▶ _Given records_
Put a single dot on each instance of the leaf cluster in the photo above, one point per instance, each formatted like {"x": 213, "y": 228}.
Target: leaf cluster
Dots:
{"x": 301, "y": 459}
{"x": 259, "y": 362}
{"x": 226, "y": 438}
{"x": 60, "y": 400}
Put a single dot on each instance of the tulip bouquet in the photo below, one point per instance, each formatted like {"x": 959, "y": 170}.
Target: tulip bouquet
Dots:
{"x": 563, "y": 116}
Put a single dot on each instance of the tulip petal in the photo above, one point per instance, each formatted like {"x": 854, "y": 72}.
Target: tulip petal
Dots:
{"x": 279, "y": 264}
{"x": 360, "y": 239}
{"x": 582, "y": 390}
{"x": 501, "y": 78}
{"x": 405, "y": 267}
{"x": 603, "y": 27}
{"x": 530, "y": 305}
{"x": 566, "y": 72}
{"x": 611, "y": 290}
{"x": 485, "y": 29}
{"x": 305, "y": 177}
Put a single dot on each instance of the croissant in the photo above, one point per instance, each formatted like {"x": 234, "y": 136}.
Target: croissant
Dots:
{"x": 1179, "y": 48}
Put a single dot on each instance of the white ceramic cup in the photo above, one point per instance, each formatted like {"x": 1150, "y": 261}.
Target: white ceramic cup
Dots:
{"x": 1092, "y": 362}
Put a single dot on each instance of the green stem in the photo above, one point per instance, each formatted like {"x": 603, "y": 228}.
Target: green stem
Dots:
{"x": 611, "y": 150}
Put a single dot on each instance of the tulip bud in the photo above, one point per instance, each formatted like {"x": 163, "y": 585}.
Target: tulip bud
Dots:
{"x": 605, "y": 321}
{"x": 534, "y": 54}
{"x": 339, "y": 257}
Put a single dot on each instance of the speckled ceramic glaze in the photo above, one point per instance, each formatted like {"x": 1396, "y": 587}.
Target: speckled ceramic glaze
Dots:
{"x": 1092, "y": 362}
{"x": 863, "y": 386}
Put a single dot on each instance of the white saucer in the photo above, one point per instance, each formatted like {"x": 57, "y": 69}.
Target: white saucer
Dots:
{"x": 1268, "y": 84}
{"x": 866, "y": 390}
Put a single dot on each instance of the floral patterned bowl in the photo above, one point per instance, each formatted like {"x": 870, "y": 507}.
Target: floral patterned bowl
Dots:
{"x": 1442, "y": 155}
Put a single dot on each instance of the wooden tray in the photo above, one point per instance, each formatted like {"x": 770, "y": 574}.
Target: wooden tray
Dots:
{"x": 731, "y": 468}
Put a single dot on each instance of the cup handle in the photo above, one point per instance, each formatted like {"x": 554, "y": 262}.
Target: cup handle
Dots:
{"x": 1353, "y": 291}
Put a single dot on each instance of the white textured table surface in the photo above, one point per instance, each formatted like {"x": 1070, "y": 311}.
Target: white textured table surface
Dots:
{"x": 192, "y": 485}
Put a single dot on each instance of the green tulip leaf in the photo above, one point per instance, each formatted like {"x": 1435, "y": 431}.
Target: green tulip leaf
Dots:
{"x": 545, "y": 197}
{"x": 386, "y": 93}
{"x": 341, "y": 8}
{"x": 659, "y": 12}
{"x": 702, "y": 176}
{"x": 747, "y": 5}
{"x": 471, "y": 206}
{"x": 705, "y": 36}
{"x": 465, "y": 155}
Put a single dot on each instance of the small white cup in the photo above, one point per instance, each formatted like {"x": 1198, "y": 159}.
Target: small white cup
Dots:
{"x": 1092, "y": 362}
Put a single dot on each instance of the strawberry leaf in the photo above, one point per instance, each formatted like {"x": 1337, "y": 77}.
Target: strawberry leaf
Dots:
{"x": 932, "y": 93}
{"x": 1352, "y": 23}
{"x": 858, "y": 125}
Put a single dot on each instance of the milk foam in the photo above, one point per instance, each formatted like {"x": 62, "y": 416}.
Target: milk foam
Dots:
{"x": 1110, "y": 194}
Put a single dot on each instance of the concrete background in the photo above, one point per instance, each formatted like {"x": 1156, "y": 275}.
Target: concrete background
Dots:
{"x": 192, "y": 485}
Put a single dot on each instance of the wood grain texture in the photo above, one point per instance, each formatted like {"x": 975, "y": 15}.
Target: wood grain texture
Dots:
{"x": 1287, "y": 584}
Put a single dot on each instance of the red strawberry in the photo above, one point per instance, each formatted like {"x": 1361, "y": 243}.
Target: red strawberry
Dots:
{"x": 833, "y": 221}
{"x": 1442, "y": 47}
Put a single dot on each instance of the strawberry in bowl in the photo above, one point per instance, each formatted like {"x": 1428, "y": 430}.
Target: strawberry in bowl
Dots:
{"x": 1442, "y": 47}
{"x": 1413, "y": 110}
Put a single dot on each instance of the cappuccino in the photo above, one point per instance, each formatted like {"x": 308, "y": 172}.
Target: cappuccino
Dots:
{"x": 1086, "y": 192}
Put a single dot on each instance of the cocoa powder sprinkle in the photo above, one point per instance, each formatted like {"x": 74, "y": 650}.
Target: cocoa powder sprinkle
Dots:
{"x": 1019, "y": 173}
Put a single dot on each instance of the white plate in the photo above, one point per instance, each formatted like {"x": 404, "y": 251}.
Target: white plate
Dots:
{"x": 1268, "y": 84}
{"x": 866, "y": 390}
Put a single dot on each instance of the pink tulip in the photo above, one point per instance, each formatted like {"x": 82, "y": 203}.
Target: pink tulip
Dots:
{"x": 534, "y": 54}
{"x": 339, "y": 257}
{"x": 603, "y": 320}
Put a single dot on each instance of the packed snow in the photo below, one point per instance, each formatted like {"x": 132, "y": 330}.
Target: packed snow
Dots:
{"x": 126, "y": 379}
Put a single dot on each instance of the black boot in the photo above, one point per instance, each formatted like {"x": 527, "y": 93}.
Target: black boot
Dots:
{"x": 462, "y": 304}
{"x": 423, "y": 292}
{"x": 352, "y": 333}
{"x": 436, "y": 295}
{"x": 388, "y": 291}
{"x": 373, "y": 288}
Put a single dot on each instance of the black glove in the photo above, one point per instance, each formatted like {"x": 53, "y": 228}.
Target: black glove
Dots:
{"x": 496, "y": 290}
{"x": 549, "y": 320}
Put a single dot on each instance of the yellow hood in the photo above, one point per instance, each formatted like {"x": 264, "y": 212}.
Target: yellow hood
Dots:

▶ _Problem description_
Every line of the data above should be copied exactly.

▶ _Final result_
Put a single dot on each instance of the leaf cluster in the photo above, one point per instance, each formatted like {"x": 213, "y": 228}.
Target: leaf cluster
Dots:
{"x": 301, "y": 459}
{"x": 259, "y": 362}
{"x": 226, "y": 438}
{"x": 60, "y": 400}
Put a single dot on each instance of the tulip bouquet in the photo below, one point per instance, each formatted like {"x": 959, "y": 170}.
Target: tulip bouquet
Dots:
{"x": 563, "y": 116}
Put a single dot on each instance of the tulip petal in the photo above, one point per instance, each formatted like {"x": 854, "y": 72}.
Target: tulip petal
Dots:
{"x": 279, "y": 264}
{"x": 360, "y": 239}
{"x": 582, "y": 390}
{"x": 501, "y": 78}
{"x": 405, "y": 267}
{"x": 603, "y": 27}
{"x": 530, "y": 305}
{"x": 566, "y": 72}
{"x": 611, "y": 290}
{"x": 485, "y": 29}
{"x": 305, "y": 177}
Put a single dot on each instance of the croissant in the photo above, one point per instance, each formatted like {"x": 234, "y": 136}.
Target: croissant
Dots:
{"x": 1179, "y": 48}
Put a single dot on each instance of the white ceramic cup in the photo above, one point per instance, each formatted like {"x": 1150, "y": 261}.
Target: white ceramic cup
Dots:
{"x": 1092, "y": 362}
Put a single dot on each instance of the green stem in the photo above, one point per instance, each formatted like {"x": 603, "y": 228}.
Target: green stem
Dots:
{"x": 611, "y": 150}
Put a single dot on each instance of the tulip bud in the photo above, one point per instance, each formatted like {"x": 163, "y": 585}.
Target: tulip bud
Dots:
{"x": 605, "y": 321}
{"x": 534, "y": 54}
{"x": 339, "y": 257}
Put a single dot on each instance of the speckled ceramic glaze in the photo above, one point per instance, each formatted like {"x": 1396, "y": 587}.
Target: speckled ceramic glaze
Dots:
{"x": 1092, "y": 362}
{"x": 863, "y": 386}
Put a single dot on each instance of the white saucer in the photo above, one point per instance, each formatted like {"x": 57, "y": 69}.
Target: white saucer
Dots:
{"x": 1268, "y": 84}
{"x": 866, "y": 390}
Put a single dot on each instance of the floral patterned bowl in the photo above, one point per instance, each formatted like {"x": 870, "y": 507}.
Target: floral patterned bowl
Dots:
{"x": 1442, "y": 155}
Put a single dot on each instance of the wooden tray in the photo above, one point per instance, each formatted like {"x": 770, "y": 574}.
Target: wooden tray
Dots:
{"x": 731, "y": 468}
Put a single dot on each instance of the cup handle in the photo above, one point per instance, each formatted like {"x": 554, "y": 262}.
Target: cup handle
Dots:
{"x": 1353, "y": 291}
Put a single dot on each instance of the white textured table surface in the photo above, one point per instance, each formatted like {"x": 1070, "y": 311}.
Target: white textured table surface
Dots:
{"x": 192, "y": 485}
Put a single dot on each instance of the green tulip leaf in the photo above, one point per instance, each formatted like {"x": 1435, "y": 431}.
Target: green tulip leaf
Dots:
{"x": 545, "y": 197}
{"x": 386, "y": 93}
{"x": 341, "y": 8}
{"x": 659, "y": 12}
{"x": 702, "y": 176}
{"x": 747, "y": 5}
{"x": 471, "y": 206}
{"x": 705, "y": 36}
{"x": 465, "y": 155}
Put a single dot on each instance of the small white cup in the photo above, one point per instance, each formatted like {"x": 1198, "y": 159}.
Target: small white cup
Dots:
{"x": 1092, "y": 362}
Put a single dot on each instance of the strawberry leaf in the photo above, one point per instance, each formatted like {"x": 1337, "y": 77}.
Target: strawberry leaf
Dots:
{"x": 932, "y": 93}
{"x": 1352, "y": 23}
{"x": 858, "y": 125}
Put a single dot on each instance of the milk foam in the photo above, one point per instance, each formatted like {"x": 62, "y": 416}.
Target: milk foam
Dots:
{"x": 1110, "y": 194}
Put a single dot on each instance of the concrete background in the photo above, one point per instance, each formatted like {"x": 1156, "y": 275}.
Target: concrete background
Dots:
{"x": 192, "y": 485}
Put a single dot on each instance of the wood grain texture in the photo above, one point per instance, each formatted like {"x": 975, "y": 15}.
Target: wood grain texture
Dots:
{"x": 1287, "y": 584}
Put a single dot on each instance of the red strawberry in the photo above, one point per instance, each formatted like {"x": 1361, "y": 243}.
Target: red strawberry
Dots:
{"x": 833, "y": 221}
{"x": 1442, "y": 47}
Put a single dot on each instance of the strawberry in bowl in the photo above, one point per instance, each formatted like {"x": 1428, "y": 430}.
Target: strawberry in bowl
Dots:
{"x": 1442, "y": 47}
{"x": 1413, "y": 110}
Put a single dot on each instance of the cappuccino in the photo above, one point per instance, each formatted like {"x": 308, "y": 172}.
Target: cappuccino
Dots:
{"x": 1086, "y": 192}
Put a single dot on each instance of the cocoa powder sprinkle in the photo above, one point per instance, each formatted like {"x": 74, "y": 650}.
Target: cocoa powder sprinkle
Dots:
{"x": 1019, "y": 173}
Put a single dot on each instance of the white plate in the photo above, one point per instance, each formatted like {"x": 404, "y": 251}.
Target: white plate
Dots:
{"x": 1268, "y": 84}
{"x": 866, "y": 390}
Put a single dot on each instance of the pink tulip in the photo above, one point per instance, each formatted like {"x": 82, "y": 203}.
Target: pink tulip
Dots:
{"x": 534, "y": 54}
{"x": 339, "y": 257}
{"x": 603, "y": 320}
Put a single dot on each instance of the packed snow in the photo below, one point per instance, each formatted like {"x": 132, "y": 330}.
Target: packed snow
Dots:
{"x": 126, "y": 379}
Put a single dot on each instance of the black boot in the photo above, one point per instance, each formatted like {"x": 527, "y": 93}.
Target: black boot
Dots:
{"x": 462, "y": 304}
{"x": 423, "y": 292}
{"x": 352, "y": 333}
{"x": 436, "y": 295}
{"x": 388, "y": 291}
{"x": 373, "y": 288}
Put a single dot on each instance of the black glove in the photo above, one point per instance, each formatted like {"x": 53, "y": 228}.
Target: black glove
Dots:
{"x": 496, "y": 290}
{"x": 549, "y": 320}
Put a single dot on each instance of the yellow hood in the photo above, one point per instance, each formatted like {"x": 264, "y": 212}.
Target: yellow hood
Dots:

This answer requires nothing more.